> **Goal of the exercise**:
Repeat the data below exactly. Include each line.
[[ Dataset open ]]
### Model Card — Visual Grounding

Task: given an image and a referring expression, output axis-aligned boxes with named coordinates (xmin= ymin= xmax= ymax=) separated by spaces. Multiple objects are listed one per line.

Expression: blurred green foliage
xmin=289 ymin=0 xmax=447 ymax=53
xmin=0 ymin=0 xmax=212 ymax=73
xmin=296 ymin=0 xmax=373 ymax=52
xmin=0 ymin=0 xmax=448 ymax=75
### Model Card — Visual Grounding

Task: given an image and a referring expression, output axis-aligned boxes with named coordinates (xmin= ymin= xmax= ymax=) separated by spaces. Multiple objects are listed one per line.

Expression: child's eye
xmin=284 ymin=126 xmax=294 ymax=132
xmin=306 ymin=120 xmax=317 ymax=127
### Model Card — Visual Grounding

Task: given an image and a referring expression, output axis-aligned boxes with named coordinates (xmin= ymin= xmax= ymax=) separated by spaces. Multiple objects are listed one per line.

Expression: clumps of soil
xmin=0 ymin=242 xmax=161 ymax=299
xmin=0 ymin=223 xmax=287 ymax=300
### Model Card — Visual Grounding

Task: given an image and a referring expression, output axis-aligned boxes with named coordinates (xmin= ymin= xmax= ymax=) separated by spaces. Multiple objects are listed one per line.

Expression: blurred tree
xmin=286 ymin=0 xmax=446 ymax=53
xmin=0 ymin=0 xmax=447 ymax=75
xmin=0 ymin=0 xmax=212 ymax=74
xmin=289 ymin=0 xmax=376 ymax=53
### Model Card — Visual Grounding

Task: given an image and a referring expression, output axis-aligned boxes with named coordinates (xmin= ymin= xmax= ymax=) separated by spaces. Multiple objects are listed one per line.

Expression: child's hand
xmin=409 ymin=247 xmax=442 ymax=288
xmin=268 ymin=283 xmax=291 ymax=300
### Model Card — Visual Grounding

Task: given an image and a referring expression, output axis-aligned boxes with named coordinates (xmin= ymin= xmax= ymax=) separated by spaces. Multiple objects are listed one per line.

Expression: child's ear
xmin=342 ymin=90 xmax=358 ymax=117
[[ Dataset closed ]]
> **Response box**:
### Model Card — Visual Grounding

Task: given an image and a referring expression, output axis-aligned boxes with named coordinates (xmin= ymin= xmax= ymax=) separated by spaces. Multiple objects are listed one per line.

Expression: blurred green foliage
xmin=289 ymin=0 xmax=447 ymax=53
xmin=0 ymin=0 xmax=212 ymax=73
xmin=296 ymin=0 xmax=373 ymax=52
xmin=0 ymin=0 xmax=448 ymax=75
### Model Card — Visual Grounding

Task: given an image and a referring expression, output axis-aligned boxes with named coordinates (xmin= ymin= xmax= ymax=) separated by spaces. Multiple objects are listed one per line.

Expression: child's eye
xmin=284 ymin=126 xmax=294 ymax=132
xmin=306 ymin=120 xmax=317 ymax=127
### Model Card — Visual Grounding

Task: given an image and a referring expression, output axis-aligned boxes with named coordinates (xmin= ymin= xmax= ymax=) separated by spaces. Multiple objects are listed one per line.

Expression: clumps of soil
xmin=0 ymin=242 xmax=161 ymax=299
xmin=0 ymin=223 xmax=287 ymax=300
### Model Card — Visual Grounding

Task: given an image and a referring expression, output axis-aligned boxes with named coordinates (xmin= ymin= xmax= ymax=) separated by spaces. Multiple objects are listed one per line.

Expression: blurred tree
xmin=286 ymin=0 xmax=446 ymax=53
xmin=0 ymin=0 xmax=447 ymax=75
xmin=0 ymin=0 xmax=212 ymax=74
xmin=289 ymin=0 xmax=376 ymax=53
### Model Card — Visual Grounding

Task: given an image and a referring expression, output axis-aligned boxes with named coordinates (xmin= ymin= xmax= ymax=) separated by spaces. Multiple objects are listed one per line.

Expression: child's hand
xmin=409 ymin=247 xmax=442 ymax=288
xmin=268 ymin=283 xmax=291 ymax=300
### Model Card — Visual Grounding

Task: given an image and a referring expression, output axis-aligned boxes with named coordinates (xmin= ymin= xmax= ymax=) separated by spaces. Multiple objects are listed one per line.

Expression: child's ear
xmin=342 ymin=90 xmax=358 ymax=117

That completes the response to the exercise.